'''
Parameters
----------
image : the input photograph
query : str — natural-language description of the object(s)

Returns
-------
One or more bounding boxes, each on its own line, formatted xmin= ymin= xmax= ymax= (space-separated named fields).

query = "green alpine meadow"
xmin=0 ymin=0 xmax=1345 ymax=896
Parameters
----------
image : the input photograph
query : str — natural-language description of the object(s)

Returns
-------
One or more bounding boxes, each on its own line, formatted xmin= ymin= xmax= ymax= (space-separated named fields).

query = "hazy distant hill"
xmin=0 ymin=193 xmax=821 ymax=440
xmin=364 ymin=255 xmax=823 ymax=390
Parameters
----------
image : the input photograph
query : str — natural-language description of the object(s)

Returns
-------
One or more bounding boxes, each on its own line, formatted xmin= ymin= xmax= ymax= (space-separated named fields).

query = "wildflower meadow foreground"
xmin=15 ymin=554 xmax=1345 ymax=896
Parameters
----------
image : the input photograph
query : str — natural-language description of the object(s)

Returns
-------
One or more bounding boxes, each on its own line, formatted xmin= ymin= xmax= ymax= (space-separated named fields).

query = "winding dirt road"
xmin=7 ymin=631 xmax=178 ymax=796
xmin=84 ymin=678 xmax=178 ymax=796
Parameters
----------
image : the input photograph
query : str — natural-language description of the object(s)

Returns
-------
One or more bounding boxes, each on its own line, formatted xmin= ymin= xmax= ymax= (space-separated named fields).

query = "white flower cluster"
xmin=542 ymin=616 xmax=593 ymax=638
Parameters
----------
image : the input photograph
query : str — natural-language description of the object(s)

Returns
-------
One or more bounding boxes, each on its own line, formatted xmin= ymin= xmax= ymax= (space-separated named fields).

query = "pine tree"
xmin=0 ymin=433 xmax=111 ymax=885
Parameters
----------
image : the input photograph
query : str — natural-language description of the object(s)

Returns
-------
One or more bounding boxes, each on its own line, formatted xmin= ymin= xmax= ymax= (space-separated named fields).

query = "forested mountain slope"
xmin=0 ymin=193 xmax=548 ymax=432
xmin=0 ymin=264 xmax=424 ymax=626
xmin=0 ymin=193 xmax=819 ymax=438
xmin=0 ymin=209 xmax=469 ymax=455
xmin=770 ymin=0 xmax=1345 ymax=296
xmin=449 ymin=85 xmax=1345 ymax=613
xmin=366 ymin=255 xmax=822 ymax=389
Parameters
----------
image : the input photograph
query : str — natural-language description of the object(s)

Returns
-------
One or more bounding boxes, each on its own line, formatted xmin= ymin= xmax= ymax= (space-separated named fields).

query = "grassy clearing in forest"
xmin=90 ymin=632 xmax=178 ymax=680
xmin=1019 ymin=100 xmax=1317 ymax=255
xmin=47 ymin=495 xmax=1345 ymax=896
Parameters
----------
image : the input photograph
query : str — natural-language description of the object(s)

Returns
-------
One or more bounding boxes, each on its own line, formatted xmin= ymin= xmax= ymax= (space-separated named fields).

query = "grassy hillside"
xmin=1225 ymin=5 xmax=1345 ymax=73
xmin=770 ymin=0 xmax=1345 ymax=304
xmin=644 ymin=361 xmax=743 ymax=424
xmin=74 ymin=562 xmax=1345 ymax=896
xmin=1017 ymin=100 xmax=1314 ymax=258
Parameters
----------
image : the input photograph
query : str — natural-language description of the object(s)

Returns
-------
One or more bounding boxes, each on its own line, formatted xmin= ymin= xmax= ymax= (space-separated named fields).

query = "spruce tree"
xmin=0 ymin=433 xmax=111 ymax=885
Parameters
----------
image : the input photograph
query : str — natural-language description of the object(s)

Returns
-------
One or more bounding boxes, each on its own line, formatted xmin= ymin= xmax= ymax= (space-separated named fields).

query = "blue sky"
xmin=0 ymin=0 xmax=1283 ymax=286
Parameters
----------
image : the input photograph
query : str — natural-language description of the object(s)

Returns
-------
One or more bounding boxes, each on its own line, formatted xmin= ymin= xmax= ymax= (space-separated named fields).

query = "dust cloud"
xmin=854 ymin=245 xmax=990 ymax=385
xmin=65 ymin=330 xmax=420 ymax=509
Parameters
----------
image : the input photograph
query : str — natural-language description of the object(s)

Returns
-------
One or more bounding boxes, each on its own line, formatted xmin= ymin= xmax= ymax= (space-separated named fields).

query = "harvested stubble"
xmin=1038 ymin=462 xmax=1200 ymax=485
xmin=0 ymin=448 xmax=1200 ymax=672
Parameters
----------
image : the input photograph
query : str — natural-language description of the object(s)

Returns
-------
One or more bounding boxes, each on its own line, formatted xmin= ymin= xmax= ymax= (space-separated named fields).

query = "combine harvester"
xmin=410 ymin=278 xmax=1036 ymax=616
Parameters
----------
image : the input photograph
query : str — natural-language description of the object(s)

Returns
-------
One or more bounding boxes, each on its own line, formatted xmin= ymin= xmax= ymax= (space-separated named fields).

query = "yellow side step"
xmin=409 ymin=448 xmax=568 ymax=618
'''
# Task goal
Copy the whole listing above line for line, changing nothing.

# Output of the task
Parameters
----------
image : the input photograph
query : str — natural-language description of the object(s)

Returns
-------
One or more bounding boxes, each on its own line, formatted xmin= ymin= xmax= ymax= (space-separated named fields).

query = "green alpine meadow"
xmin=0 ymin=0 xmax=1345 ymax=896
Parameters
----------
image : the input photograph
query : str — natural-language description of the object(s)

Returns
-------
One or more bounding boxes, each on its own line, formatted xmin= ymin= xmax= ymax= (space-separated named fields).

query = "hazy distant hill"
xmin=0 ymin=193 xmax=821 ymax=440
xmin=364 ymin=255 xmax=823 ymax=390
Parameters
----------
image : the input photograph
query : str — natural-language description of the object(s)

Returns
-------
One or more bounding boxes, each on its own line, formatted xmin= ymin= xmax= ymax= (space-separated named fields).

query = "wildflower meadow foreground"
xmin=15 ymin=554 xmax=1345 ymax=896
Parameters
----------
image : the input photograph
query : str — natural-language description of the object(s)

Returns
-------
One or more bounding boxes, each on its own line, formatted xmin= ymin= xmax= ymax= (space-separated named fields).

query = "winding dirt road"
xmin=7 ymin=631 xmax=178 ymax=796
xmin=84 ymin=678 xmax=178 ymax=796
Parameters
----------
image : the input photograph
query : str — natural-language description of the object(s)

Returns
-------
One or more bounding boxes, each on its own line, formatted xmin= ymin= xmax= ymax= (space-separated named fields).

query = "white flower cluster"
xmin=542 ymin=616 xmax=593 ymax=638
Parameters
----------
image : the input photograph
query : str — natural-language description of the object(s)

Returns
-------
One or more bounding boxes, each on its own line, formatted xmin= ymin= xmax= ymax= (space-separated named fields).

query = "pine tree"
xmin=0 ymin=433 xmax=111 ymax=885
Parameters
----------
image : the input photograph
query : str — natural-language description of the object(s)

Returns
-------
One or more bounding boxes, each on its own line, formatted xmin= ymin= xmax= ymax= (space-separated named fields).

query = "forested mountain slope"
xmin=0 ymin=193 xmax=548 ymax=432
xmin=0 ymin=264 xmax=424 ymax=626
xmin=0 ymin=193 xmax=819 ymax=438
xmin=0 ymin=209 xmax=469 ymax=455
xmin=770 ymin=0 xmax=1345 ymax=296
xmin=449 ymin=85 xmax=1345 ymax=613
xmin=366 ymin=255 xmax=822 ymax=389
Parameters
----------
image : the input photograph
query : str — natural-language description of the object(s)

Returns
-------
One or more bounding boxes, each on its own line, formatted xmin= ymin= xmax= ymax= (space-separated named fields).

query = "grassy clearing in forest"
xmin=90 ymin=632 xmax=178 ymax=680
xmin=1019 ymin=100 xmax=1317 ymax=255
xmin=47 ymin=495 xmax=1345 ymax=896
Parameters
----------
image : the input photograph
query : str — natural-language description of the object(s)

Returns
-------
One or more bounding boxes, each on its own line, formatted xmin= ymin= xmax= ymax= (space-separated named fields).

query = "grassy hillside"
xmin=1225 ymin=5 xmax=1345 ymax=73
xmin=770 ymin=0 xmax=1345 ymax=304
xmin=644 ymin=361 xmax=743 ymax=424
xmin=74 ymin=562 xmax=1345 ymax=896
xmin=1017 ymin=100 xmax=1314 ymax=258
Parameters
----------
image : the input photograph
query : str — natural-language description of the object(s)

Returns
-------
One or more bounding boxes, each on its own line, formatted xmin= ymin= xmax= ymax= (space-separated named fields).

query = "spruce tree"
xmin=0 ymin=433 xmax=111 ymax=885
Parameters
----------
image : the input photograph
query : str — natural-language description of the object(s)

Returns
-------
One or more bounding boxes, each on its own line, formatted xmin= ymin= xmax= ymax= (space-separated named fields).

query = "blue sky"
xmin=0 ymin=0 xmax=1283 ymax=286
Parameters
----------
image : the input photograph
query : str — natural-language description of the object(s)

Returns
-------
One or more bounding boxes, each on its own line, formatted xmin= ymin= xmax= ymax= (space-separated named fields).

query = "dust cloud"
xmin=854 ymin=245 xmax=990 ymax=385
xmin=65 ymin=330 xmax=420 ymax=509
Parameters
----------
image : the input photograph
query : str — natural-language description of the object(s)

Returns
-------
One or more bounding boxes, each on its own line, formatted xmin= ymin= xmax= ymax= (space-separated named fields).

query = "harvested stubble"
xmin=1038 ymin=462 xmax=1200 ymax=485
xmin=0 ymin=448 xmax=1200 ymax=672
Parameters
----------
image : the input photograph
query : str — natural-language description of the object(s)

Returns
-------
One or more bounding boxes, each on its own line, formatted xmin= ymin= xmax= ymax= (space-separated named fields).

query = "combine harvester"
xmin=410 ymin=278 xmax=1036 ymax=616
Parameters
----------
image : the input photograph
query : str — natural-language description of the object(s)

Returns
-------
One or more bounding boxes, each on its own line, formatted xmin= ymin= xmax= ymax= (space-separated named fields).

query = "yellow side step"
xmin=409 ymin=448 xmax=568 ymax=618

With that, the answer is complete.